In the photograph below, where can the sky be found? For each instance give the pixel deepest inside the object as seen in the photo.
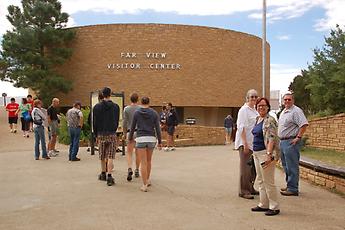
(294, 27)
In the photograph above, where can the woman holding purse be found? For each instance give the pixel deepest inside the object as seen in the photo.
(264, 143)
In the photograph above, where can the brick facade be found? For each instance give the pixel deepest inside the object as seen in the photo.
(207, 67)
(322, 179)
(327, 132)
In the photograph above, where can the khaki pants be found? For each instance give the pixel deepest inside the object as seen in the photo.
(265, 180)
(247, 174)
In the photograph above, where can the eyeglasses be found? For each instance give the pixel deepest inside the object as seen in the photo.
(262, 106)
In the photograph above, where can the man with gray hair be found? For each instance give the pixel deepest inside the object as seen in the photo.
(75, 121)
(53, 127)
(291, 127)
(244, 143)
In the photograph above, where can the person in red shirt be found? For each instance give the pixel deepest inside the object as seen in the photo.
(31, 102)
(11, 108)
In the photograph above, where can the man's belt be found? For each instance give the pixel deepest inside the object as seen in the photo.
(287, 138)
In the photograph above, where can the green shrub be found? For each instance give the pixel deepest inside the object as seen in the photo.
(85, 134)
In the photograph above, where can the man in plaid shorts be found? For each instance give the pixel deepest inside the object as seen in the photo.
(105, 122)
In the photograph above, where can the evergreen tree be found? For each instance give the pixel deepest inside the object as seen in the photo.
(37, 43)
(327, 74)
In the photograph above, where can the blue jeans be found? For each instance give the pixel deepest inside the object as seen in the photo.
(40, 137)
(290, 156)
(74, 134)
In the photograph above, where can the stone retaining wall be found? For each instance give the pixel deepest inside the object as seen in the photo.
(319, 178)
(327, 132)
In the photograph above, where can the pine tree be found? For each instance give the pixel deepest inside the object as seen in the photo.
(37, 44)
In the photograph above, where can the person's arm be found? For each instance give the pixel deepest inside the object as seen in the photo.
(134, 124)
(81, 119)
(124, 123)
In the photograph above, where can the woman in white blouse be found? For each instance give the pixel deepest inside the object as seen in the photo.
(244, 143)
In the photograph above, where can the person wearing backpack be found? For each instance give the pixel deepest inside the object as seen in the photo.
(39, 117)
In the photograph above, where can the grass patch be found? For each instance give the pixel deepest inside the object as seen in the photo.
(327, 156)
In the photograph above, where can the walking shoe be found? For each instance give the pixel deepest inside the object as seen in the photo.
(246, 196)
(130, 173)
(110, 181)
(271, 212)
(102, 177)
(76, 159)
(255, 192)
(51, 153)
(288, 193)
(143, 188)
(136, 173)
(259, 209)
(283, 189)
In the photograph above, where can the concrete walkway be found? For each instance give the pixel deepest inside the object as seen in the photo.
(193, 188)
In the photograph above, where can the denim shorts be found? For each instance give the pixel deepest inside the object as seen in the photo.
(149, 145)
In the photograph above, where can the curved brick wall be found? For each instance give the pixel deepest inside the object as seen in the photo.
(203, 66)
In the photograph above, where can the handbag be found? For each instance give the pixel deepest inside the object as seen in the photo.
(26, 116)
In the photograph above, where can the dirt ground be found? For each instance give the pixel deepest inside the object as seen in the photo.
(192, 188)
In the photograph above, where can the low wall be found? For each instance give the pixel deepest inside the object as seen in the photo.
(192, 135)
(319, 178)
(327, 132)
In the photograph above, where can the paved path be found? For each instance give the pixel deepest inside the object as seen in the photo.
(193, 188)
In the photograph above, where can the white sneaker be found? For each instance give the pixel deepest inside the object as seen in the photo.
(51, 153)
(143, 188)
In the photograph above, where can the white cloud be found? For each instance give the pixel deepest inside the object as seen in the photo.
(11, 91)
(334, 15)
(282, 76)
(277, 9)
(283, 37)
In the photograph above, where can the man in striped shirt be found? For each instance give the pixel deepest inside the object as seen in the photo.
(291, 127)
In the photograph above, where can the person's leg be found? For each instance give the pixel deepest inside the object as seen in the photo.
(149, 152)
(258, 158)
(143, 159)
(245, 188)
(130, 147)
(71, 135)
(43, 142)
(271, 189)
(283, 147)
(37, 143)
(292, 162)
(76, 140)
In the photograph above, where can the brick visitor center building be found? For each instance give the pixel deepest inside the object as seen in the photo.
(204, 71)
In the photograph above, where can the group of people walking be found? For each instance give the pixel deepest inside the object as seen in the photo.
(261, 141)
(141, 125)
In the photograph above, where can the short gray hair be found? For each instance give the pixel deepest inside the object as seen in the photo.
(251, 92)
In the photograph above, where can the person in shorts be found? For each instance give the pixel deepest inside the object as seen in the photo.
(53, 127)
(228, 126)
(146, 122)
(128, 114)
(105, 123)
(11, 108)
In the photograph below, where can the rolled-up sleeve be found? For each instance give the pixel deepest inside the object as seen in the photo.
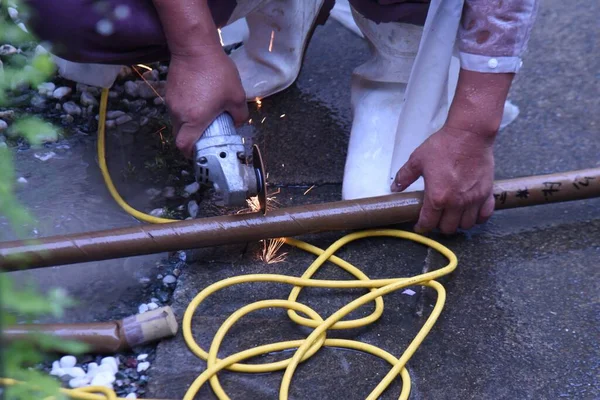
(493, 34)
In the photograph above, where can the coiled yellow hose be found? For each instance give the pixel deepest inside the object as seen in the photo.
(305, 348)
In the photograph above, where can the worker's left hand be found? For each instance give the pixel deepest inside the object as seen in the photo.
(458, 169)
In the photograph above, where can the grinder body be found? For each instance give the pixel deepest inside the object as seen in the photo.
(220, 159)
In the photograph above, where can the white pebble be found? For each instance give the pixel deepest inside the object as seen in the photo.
(112, 362)
(143, 366)
(57, 372)
(61, 92)
(103, 379)
(192, 188)
(79, 382)
(68, 362)
(75, 372)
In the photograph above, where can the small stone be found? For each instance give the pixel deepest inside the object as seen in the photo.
(153, 193)
(71, 108)
(67, 119)
(192, 188)
(61, 92)
(46, 88)
(193, 208)
(114, 114)
(131, 362)
(87, 99)
(7, 115)
(79, 382)
(103, 379)
(76, 372)
(143, 366)
(112, 362)
(123, 119)
(149, 90)
(45, 157)
(68, 361)
(168, 192)
(132, 89)
(81, 87)
(7, 50)
(151, 75)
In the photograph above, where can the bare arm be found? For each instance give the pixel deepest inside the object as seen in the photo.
(203, 82)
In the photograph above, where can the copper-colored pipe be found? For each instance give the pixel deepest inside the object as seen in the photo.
(292, 221)
(105, 337)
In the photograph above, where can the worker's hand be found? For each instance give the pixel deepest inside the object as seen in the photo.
(458, 169)
(199, 89)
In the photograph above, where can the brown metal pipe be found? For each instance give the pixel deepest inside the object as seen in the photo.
(292, 221)
(105, 337)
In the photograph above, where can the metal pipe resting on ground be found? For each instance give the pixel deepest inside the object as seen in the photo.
(292, 221)
(105, 337)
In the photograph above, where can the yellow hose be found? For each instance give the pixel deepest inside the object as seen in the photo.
(307, 347)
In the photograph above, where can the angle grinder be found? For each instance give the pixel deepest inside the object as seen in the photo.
(221, 159)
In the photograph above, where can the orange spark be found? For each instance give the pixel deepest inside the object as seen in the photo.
(271, 43)
(271, 249)
(144, 66)
(220, 37)
(309, 189)
(148, 83)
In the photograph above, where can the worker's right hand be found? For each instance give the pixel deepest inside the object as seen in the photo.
(199, 89)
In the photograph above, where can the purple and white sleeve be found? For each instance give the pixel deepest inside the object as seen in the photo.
(493, 34)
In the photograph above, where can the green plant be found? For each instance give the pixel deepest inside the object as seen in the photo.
(25, 303)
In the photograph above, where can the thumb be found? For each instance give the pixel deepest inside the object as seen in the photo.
(407, 175)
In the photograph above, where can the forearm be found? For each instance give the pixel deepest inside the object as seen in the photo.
(478, 104)
(188, 26)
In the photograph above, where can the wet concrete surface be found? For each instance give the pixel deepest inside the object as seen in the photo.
(522, 318)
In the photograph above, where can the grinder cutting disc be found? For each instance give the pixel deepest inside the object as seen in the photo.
(261, 181)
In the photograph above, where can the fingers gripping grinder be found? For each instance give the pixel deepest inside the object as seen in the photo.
(221, 159)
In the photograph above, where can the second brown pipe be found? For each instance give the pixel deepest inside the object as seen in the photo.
(292, 221)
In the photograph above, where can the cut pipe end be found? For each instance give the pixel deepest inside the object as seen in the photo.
(150, 326)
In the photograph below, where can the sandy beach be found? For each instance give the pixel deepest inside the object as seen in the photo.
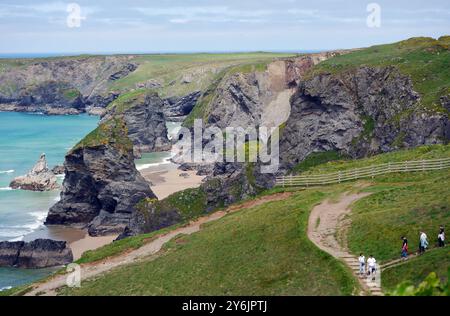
(167, 179)
(78, 239)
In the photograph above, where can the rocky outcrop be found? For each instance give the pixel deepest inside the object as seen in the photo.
(227, 184)
(146, 124)
(359, 112)
(261, 98)
(40, 253)
(62, 85)
(101, 186)
(40, 178)
(176, 107)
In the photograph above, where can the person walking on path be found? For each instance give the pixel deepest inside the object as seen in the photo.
(423, 242)
(372, 265)
(441, 237)
(405, 248)
(362, 264)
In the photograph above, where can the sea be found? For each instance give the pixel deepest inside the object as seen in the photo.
(23, 138)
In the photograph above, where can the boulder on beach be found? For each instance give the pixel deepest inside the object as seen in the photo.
(40, 178)
(40, 253)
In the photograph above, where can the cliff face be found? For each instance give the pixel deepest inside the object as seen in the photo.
(254, 97)
(40, 178)
(101, 186)
(62, 85)
(40, 253)
(359, 112)
(145, 121)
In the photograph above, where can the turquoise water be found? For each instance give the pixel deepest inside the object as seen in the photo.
(23, 137)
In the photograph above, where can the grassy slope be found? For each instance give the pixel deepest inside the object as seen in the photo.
(416, 270)
(169, 70)
(259, 251)
(426, 60)
(112, 132)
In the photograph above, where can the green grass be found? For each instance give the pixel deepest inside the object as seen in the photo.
(128, 100)
(113, 132)
(169, 69)
(259, 251)
(418, 153)
(414, 270)
(425, 60)
(400, 206)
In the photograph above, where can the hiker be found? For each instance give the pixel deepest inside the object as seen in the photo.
(404, 248)
(362, 264)
(441, 237)
(372, 265)
(423, 242)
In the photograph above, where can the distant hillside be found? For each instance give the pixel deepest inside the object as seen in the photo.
(65, 85)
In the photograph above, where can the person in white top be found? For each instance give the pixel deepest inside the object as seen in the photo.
(423, 242)
(441, 237)
(362, 264)
(372, 265)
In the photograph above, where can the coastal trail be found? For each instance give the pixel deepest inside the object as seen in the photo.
(149, 251)
(326, 229)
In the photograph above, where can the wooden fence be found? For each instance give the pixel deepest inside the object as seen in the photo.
(364, 172)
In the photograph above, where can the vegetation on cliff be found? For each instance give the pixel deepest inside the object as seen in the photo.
(425, 60)
(113, 132)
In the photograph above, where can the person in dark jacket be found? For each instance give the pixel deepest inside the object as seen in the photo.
(404, 248)
(441, 237)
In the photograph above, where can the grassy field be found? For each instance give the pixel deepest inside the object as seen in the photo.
(181, 74)
(400, 204)
(425, 60)
(259, 251)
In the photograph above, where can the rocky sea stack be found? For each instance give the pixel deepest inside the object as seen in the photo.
(143, 114)
(40, 178)
(101, 185)
(40, 253)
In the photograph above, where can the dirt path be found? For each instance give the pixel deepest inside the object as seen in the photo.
(149, 251)
(325, 223)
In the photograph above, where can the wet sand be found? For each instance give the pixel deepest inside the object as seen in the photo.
(167, 179)
(78, 239)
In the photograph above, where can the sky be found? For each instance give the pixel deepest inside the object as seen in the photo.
(46, 26)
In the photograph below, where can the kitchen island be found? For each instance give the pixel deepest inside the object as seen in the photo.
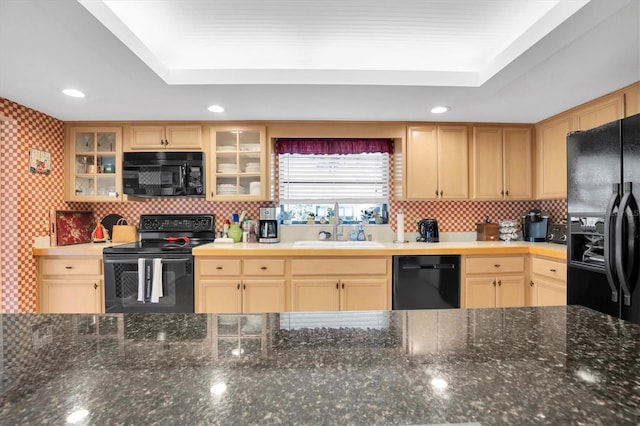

### Prompt
How many lines in the rows above contain the string "sleeve", with case counting? Reply with the number alone.

### Output of the exercise
2